The listing below must be returned in full and unchanged, without the images it carries.

━━━━━ AVAILABLE DATA

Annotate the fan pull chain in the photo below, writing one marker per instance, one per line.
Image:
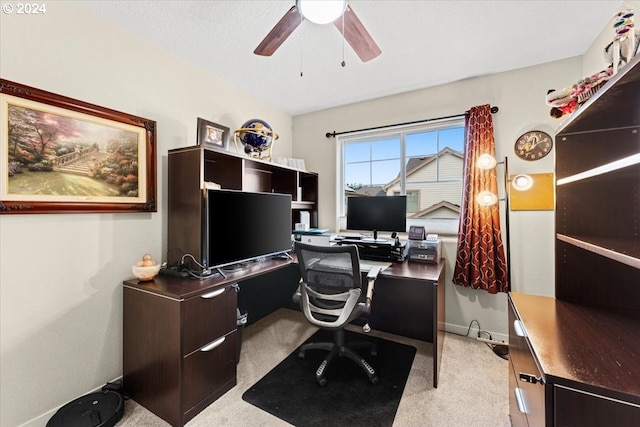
(301, 44)
(343, 62)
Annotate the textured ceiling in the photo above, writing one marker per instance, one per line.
(424, 43)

━━━━━━━━━━

» ANSWER BOX:
Annotate the fan pull chain in the photo below, writing one marker per instance, one per line.
Image:
(301, 44)
(343, 62)
Annotate the textured ceiling in the photo above, writing one marker per instance, one per line.
(424, 43)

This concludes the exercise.